* [TEXTO]
· · · · · · ·

Miles y miles y miles de blogs entablan competencias más salvajes que las carreras de Meteoro por anunciar el último gadget, la versión más actualizada de cada programa que se lanza al mercado.
El mismo eros desenfrenado de los relatos de Ballard sobre la fascinación tecnológica: todavía no aprendimos a utilizar del todo un programa que ya descubrimos decenas de posteos anunciando enfáticamente las bondades de su reemplazante.
El mismo Jargon File, la Biblia Hacker, describe la neofilia del geek (su “atracción, excitación y complacencia”) como la creciente suplantación de la aceptación social por la destreza tecnológica.
Y es que, precisamente, el “hechizo” (etimológicamente el origen de la palabra fetiche) proviene de la guerra por esta substitución, por este reemplazo, que hasta no hace mucho se entendía como pura pérdida e incluso perversión.
Todos escuchamos infinitas veces, con respecto a los tamagotchis, la queja por la suplantación de una mascota biológica por otra virtual: “¿por qué no se compra un animal de verdad en una veterinaria?”. Muy pocos se preguntaron por la naturaleza de la ternura que es el combustible de la noción de mascota ¿por qué queremos a los animales? (como decía Cecilia Pavón ¿Existe el amor a los animales?) o mejor ¿por qué razón una mascota debe ser biológica y no tecnológica?
En los setentas y ochentas, las máquinas de ritmo o baterías electrónicas despertaron todo tipo de suspicacias y comentarios del tipo “preferimos la imperfección humana del swing a la marcialidad de esos sofisticados metrónomos”.

· · · · · · ·

* [ENUNCIADO] Transcribe del texto sobre la fascinación tecnológica el pasaje que va desde "Miles y miles" hasta "de su reemplazante.", ambos incluidos.

* [DATOS PROPORCIONADOS]
· · · · · · ·

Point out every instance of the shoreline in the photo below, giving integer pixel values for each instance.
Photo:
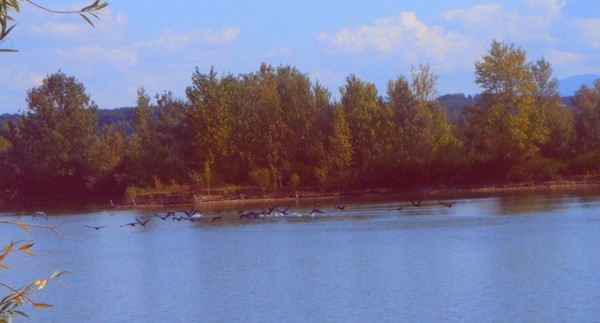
(573, 182)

· · · · · · ·

* [RESOLUCIÓN DEL EJERCICIO]
Miles y miles y miles de blogs entablan competencias más salvajes que las carreras de Meteoro por anunciar el último gadget, la versión más actualizada de cada programa que se lanza al mercado.
El mismo eros desenfrenado de los relatos de Ballard sobre la fascinación tecnológica: todavía no aprendimos a utilizar del todo un programa que ya descubrimos decenas de posteos anunciando enfáticamente las bondades de su reemplazante.